*GIVEN EXERCISE*: Reproduce the rows below word for word, starting from the beginning of the rows and stopping after the line that contains "x=310, y=284". Leave the pictures out of your copy.
——
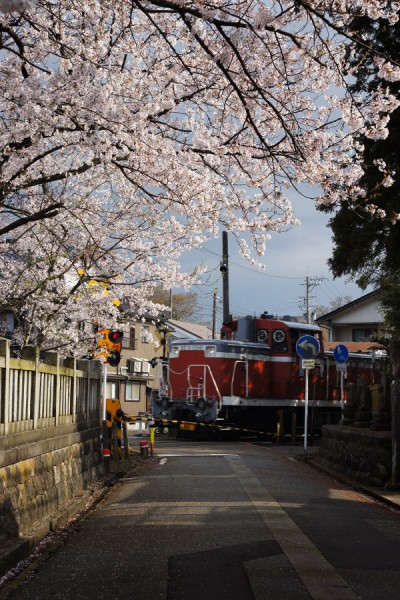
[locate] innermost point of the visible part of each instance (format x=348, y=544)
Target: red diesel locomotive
x=251, y=373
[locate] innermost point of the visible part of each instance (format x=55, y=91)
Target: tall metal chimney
x=224, y=268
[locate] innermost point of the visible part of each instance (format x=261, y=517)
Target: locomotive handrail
x=205, y=369
x=246, y=363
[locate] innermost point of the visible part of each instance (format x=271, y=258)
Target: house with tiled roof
x=357, y=323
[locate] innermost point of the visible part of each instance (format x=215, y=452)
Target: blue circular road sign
x=307, y=347
x=341, y=353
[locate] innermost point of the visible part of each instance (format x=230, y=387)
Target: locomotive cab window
x=279, y=341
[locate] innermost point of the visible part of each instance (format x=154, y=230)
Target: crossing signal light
x=115, y=336
x=111, y=345
x=114, y=358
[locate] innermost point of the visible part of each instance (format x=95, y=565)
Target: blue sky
x=289, y=257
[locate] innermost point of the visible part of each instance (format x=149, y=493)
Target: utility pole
x=214, y=330
x=224, y=268
x=310, y=284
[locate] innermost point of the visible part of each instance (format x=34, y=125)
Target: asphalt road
x=226, y=521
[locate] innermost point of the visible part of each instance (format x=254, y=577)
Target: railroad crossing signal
x=307, y=347
x=110, y=345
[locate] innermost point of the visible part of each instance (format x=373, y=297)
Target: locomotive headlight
x=174, y=352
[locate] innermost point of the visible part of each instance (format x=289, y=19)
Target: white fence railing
x=44, y=391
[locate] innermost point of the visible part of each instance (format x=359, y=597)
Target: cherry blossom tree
x=134, y=130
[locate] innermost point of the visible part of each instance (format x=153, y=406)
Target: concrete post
x=395, y=398
x=5, y=353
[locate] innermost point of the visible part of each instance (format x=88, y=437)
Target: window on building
x=129, y=341
x=112, y=390
x=361, y=335
x=132, y=391
x=147, y=338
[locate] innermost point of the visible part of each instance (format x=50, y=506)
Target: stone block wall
x=51, y=480
x=360, y=454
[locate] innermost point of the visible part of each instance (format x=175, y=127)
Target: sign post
x=341, y=356
x=307, y=347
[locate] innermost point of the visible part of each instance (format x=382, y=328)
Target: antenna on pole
x=224, y=268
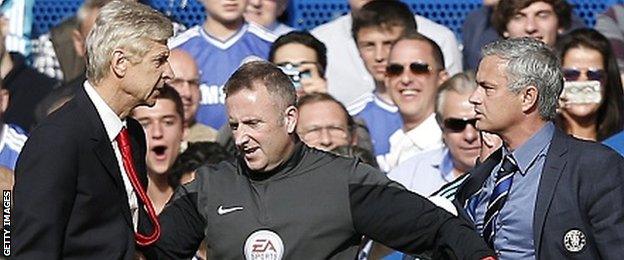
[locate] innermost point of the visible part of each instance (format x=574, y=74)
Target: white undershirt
x=113, y=125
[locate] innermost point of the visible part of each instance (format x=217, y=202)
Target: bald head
x=186, y=82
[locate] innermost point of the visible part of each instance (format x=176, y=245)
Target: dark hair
x=196, y=155
x=306, y=39
x=383, y=14
x=168, y=92
x=438, y=57
x=506, y=9
x=315, y=97
x=277, y=84
x=609, y=114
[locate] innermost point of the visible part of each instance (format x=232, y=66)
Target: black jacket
x=314, y=206
x=70, y=201
x=26, y=88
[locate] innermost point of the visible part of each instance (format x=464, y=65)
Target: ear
x=291, y=115
x=185, y=131
x=4, y=100
x=79, y=45
x=119, y=63
x=442, y=76
x=529, y=98
x=281, y=7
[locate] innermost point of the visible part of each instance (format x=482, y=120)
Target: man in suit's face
x=497, y=108
x=149, y=74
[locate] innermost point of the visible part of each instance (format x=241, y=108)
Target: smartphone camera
x=292, y=71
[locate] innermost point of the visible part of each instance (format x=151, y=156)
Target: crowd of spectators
x=380, y=83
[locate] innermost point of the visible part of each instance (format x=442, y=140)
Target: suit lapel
x=554, y=166
x=103, y=150
x=478, y=175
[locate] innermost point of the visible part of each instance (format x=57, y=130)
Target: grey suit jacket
x=579, y=211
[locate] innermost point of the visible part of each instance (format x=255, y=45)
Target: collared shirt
x=514, y=225
x=12, y=139
x=425, y=172
x=113, y=125
x=424, y=137
x=382, y=120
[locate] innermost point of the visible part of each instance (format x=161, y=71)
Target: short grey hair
x=126, y=25
x=530, y=63
x=461, y=83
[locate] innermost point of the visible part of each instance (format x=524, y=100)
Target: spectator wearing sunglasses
x=375, y=28
x=415, y=71
x=587, y=57
x=303, y=58
x=428, y=171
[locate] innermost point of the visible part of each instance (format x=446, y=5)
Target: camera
x=292, y=71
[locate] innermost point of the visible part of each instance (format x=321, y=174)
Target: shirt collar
x=112, y=122
x=535, y=147
x=446, y=166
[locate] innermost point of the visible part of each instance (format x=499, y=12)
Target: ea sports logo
x=264, y=245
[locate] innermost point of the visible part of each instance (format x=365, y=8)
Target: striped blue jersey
x=217, y=60
x=12, y=140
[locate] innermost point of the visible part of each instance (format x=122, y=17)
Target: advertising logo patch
x=574, y=240
x=264, y=245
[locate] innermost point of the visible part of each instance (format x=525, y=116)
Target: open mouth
x=249, y=151
x=160, y=152
x=409, y=92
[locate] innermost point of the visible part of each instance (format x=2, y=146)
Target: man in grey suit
x=544, y=194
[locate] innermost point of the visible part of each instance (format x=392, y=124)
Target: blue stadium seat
x=303, y=14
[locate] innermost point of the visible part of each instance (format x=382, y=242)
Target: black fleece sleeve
x=181, y=227
x=386, y=212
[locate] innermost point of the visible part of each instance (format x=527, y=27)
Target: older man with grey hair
x=81, y=179
x=544, y=194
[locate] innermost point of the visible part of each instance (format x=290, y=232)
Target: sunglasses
x=418, y=68
x=458, y=124
x=572, y=74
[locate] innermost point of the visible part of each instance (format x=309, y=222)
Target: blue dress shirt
x=514, y=225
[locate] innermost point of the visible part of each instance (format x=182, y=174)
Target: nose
x=379, y=54
x=583, y=75
x=470, y=134
x=156, y=131
x=529, y=26
x=325, y=139
x=475, y=97
x=240, y=138
x=406, y=78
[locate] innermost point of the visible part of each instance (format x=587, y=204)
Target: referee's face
x=262, y=132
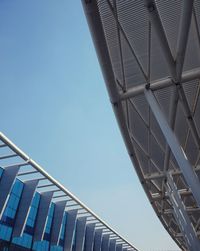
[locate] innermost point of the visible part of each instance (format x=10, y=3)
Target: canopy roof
x=154, y=45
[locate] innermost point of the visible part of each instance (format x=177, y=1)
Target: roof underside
x=137, y=58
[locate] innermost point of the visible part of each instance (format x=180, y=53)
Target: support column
x=112, y=246
x=181, y=216
x=80, y=233
x=187, y=170
x=69, y=230
x=97, y=240
x=89, y=237
x=105, y=242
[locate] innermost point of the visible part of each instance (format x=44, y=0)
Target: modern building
x=149, y=52
x=38, y=213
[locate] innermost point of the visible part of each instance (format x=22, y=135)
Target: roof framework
x=149, y=52
x=29, y=171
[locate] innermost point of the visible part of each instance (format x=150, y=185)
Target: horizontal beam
x=163, y=174
x=159, y=84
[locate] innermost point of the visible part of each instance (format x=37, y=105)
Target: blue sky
x=55, y=107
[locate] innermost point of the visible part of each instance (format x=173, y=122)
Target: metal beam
x=160, y=84
x=181, y=216
x=156, y=22
x=185, y=21
x=187, y=171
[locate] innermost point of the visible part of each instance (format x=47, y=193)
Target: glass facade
x=25, y=242
x=37, y=213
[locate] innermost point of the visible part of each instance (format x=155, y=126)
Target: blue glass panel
x=9, y=213
x=74, y=239
x=56, y=248
x=49, y=222
x=41, y=246
x=1, y=171
x=5, y=232
x=44, y=245
x=26, y=239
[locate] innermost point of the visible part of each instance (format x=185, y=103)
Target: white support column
x=70, y=228
x=80, y=233
x=89, y=237
x=98, y=240
x=105, y=242
x=187, y=170
x=181, y=216
x=112, y=246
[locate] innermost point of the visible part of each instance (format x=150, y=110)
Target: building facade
x=37, y=213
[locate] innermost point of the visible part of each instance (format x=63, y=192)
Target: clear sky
x=54, y=106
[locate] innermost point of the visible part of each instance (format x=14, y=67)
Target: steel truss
x=168, y=198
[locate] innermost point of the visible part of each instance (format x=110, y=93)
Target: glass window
x=44, y=245
x=1, y=171
x=9, y=213
x=26, y=239
x=62, y=234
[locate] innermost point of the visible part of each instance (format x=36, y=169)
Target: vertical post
x=181, y=216
x=105, y=242
x=80, y=233
x=70, y=228
x=89, y=237
x=98, y=240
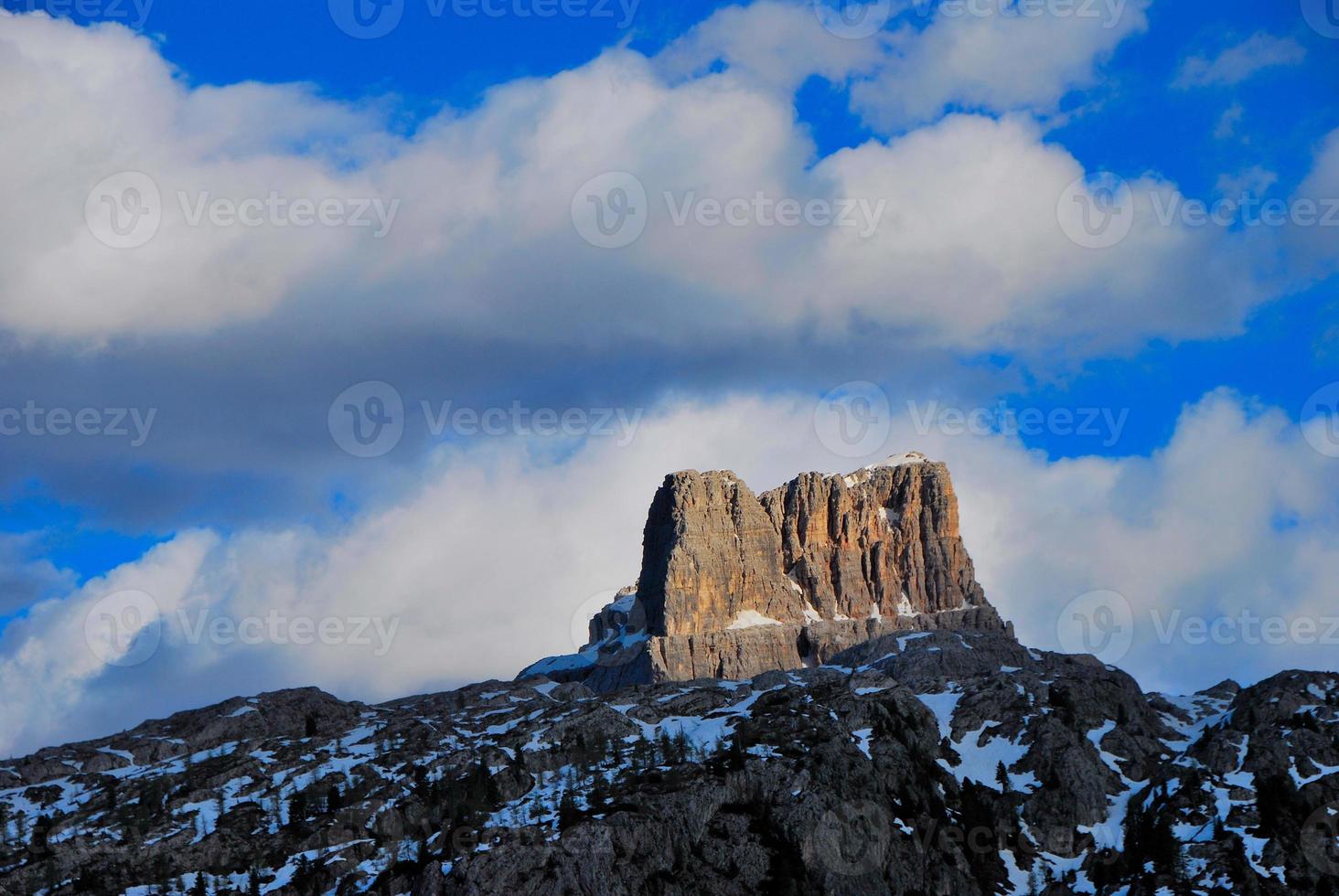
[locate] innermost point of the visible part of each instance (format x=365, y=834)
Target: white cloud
x=484, y=244
x=1238, y=62
x=485, y=565
x=1229, y=121
x=984, y=54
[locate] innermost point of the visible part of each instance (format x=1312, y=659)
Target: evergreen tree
x=568, y=810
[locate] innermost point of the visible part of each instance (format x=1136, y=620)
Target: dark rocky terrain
x=904, y=757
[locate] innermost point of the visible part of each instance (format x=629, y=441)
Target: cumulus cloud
x=478, y=238
x=25, y=576
x=1238, y=62
x=994, y=55
x=484, y=568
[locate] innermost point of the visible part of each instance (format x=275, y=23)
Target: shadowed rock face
x=734, y=584
x=919, y=763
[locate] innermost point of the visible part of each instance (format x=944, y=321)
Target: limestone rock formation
x=734, y=584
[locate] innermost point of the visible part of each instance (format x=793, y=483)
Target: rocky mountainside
x=924, y=757
x=734, y=584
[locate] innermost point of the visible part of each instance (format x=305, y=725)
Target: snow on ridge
x=752, y=619
x=900, y=460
——
*ANSWER TO THIS TASK*:
[locate] innermost point of the visible part of each instance (format x=348, y=544)
Target: red diesel locomotive
x=251, y=373
[locate] innermost point of the visible part of each instance (format x=55, y=91)
Target: tall metal chimney
x=224, y=268
[locate] innermost point of the visible part of each instance (format x=261, y=517)
Target: locomotive handrail
x=205, y=369
x=246, y=363
[locate] innermost point of the visible part of each instance (format x=271, y=258)
Target: house with tiled roof
x=357, y=323
[locate] innermost point of the visible part of each instance (format x=215, y=452)
Target: blue circular road sign
x=307, y=347
x=341, y=353
[locate] innermost point of the visible part of each instance (format x=230, y=387)
Target: locomotive cab window
x=279, y=341
[locate] innermost point of the visible part of each instance (format x=154, y=230)
Target: crossing signal light
x=115, y=336
x=111, y=345
x=114, y=358
[locate] innermost point of the visible part of each instance (format x=95, y=565)
Target: blue sky
x=289, y=257
[locate] innermost point of the visible part of each instance (format x=149, y=493)
Target: utility pole
x=214, y=330
x=224, y=268
x=310, y=284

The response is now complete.